(Beginning of Information)
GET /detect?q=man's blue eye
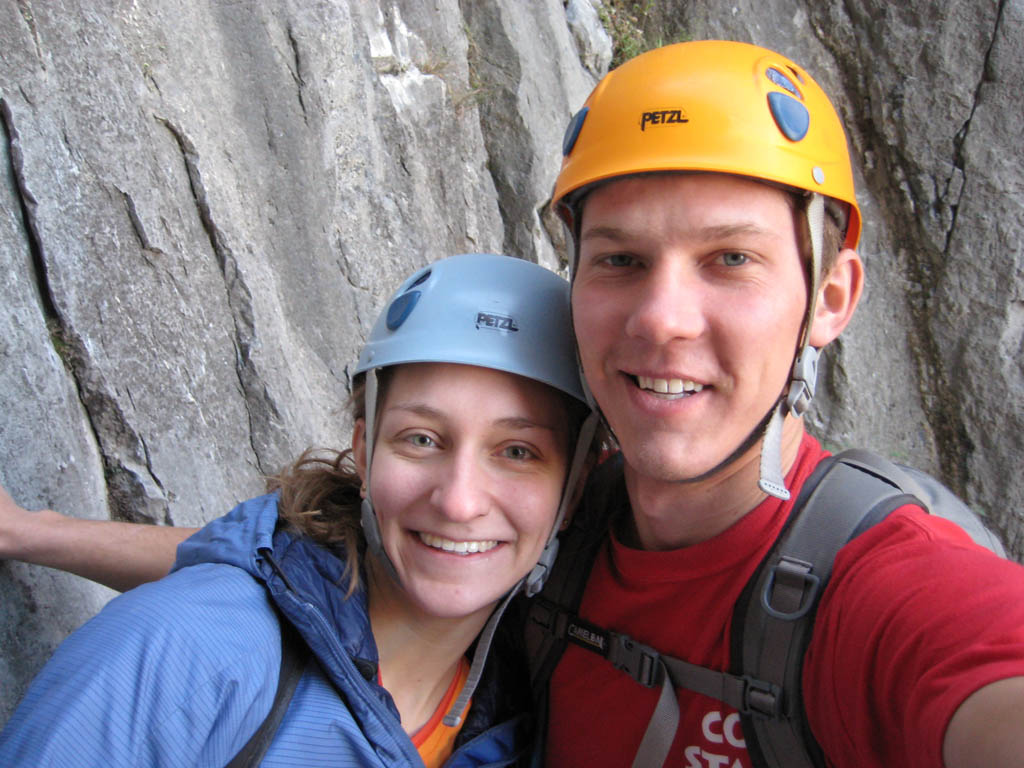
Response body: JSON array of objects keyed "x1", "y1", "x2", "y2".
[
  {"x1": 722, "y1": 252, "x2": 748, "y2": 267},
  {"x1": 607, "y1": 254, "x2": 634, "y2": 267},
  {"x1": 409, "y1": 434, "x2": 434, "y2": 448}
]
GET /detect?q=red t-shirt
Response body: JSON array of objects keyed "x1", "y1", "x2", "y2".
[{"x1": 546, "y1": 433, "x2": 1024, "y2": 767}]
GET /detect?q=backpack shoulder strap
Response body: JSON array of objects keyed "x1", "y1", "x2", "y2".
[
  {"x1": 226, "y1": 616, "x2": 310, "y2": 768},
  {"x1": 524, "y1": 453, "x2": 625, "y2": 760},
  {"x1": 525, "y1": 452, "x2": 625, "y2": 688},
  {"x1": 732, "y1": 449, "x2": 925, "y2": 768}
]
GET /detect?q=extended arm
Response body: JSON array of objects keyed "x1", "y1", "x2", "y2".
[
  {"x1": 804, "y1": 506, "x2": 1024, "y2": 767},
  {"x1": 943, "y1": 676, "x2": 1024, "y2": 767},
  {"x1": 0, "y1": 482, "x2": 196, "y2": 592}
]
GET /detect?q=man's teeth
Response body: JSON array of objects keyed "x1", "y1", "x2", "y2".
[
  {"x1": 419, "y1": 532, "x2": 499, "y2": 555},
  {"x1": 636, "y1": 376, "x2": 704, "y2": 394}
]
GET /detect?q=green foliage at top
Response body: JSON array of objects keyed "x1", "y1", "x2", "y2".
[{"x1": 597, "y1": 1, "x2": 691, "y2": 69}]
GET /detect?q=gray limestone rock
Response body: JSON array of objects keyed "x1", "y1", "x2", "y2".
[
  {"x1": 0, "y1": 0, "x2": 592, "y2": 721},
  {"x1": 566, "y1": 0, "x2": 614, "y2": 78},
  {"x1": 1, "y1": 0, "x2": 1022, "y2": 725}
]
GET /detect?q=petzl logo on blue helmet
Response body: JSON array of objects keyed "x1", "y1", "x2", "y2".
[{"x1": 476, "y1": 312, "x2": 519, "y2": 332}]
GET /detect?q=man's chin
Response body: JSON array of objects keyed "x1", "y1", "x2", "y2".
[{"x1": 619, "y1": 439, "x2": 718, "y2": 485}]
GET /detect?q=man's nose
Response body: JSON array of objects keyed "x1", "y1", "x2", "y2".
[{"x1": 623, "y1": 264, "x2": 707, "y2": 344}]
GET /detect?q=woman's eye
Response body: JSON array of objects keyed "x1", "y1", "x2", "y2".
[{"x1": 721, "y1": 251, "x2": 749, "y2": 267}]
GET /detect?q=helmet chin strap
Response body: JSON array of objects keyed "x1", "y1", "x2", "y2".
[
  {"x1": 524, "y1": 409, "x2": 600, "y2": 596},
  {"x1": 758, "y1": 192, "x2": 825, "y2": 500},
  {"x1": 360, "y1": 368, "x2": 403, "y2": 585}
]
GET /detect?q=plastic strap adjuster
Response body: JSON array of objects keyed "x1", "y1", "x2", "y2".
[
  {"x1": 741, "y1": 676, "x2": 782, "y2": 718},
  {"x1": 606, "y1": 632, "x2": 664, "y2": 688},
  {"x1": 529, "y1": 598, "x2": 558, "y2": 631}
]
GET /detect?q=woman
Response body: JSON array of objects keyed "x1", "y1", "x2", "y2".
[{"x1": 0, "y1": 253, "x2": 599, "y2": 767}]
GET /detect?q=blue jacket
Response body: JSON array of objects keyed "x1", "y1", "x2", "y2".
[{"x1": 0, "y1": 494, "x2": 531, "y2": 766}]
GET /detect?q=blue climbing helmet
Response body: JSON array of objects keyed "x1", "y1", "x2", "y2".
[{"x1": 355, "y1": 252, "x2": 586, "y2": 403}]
(End of Information)
Exercise instructions:
Only the last part of the records is wanted. Repeat it exactly, beginning at the line containing "GET /detect?q=plastic strap adjuster" and ending at the final line.

Written answer:
GET /detect?q=plastic strap adjuster
Response body: JSON array of objects keyed "x1", "y1", "x2", "y2".
[
  {"x1": 741, "y1": 676, "x2": 782, "y2": 718},
  {"x1": 606, "y1": 632, "x2": 664, "y2": 688},
  {"x1": 529, "y1": 598, "x2": 558, "y2": 631}
]
GET /detect?q=woman
Response body: JSON array of objects keyed "x1", "y1", "x2", "y2".
[{"x1": 0, "y1": 253, "x2": 599, "y2": 767}]
GET /detect?q=blue jacket
Response body: JSON array of objects keyed "x1", "y1", "x2", "y2".
[{"x1": 0, "y1": 494, "x2": 531, "y2": 766}]
GET /detect?q=blue climbing helmet
Response body: JSON array of objects keyed "x1", "y1", "x2", "y2".
[{"x1": 355, "y1": 252, "x2": 586, "y2": 403}]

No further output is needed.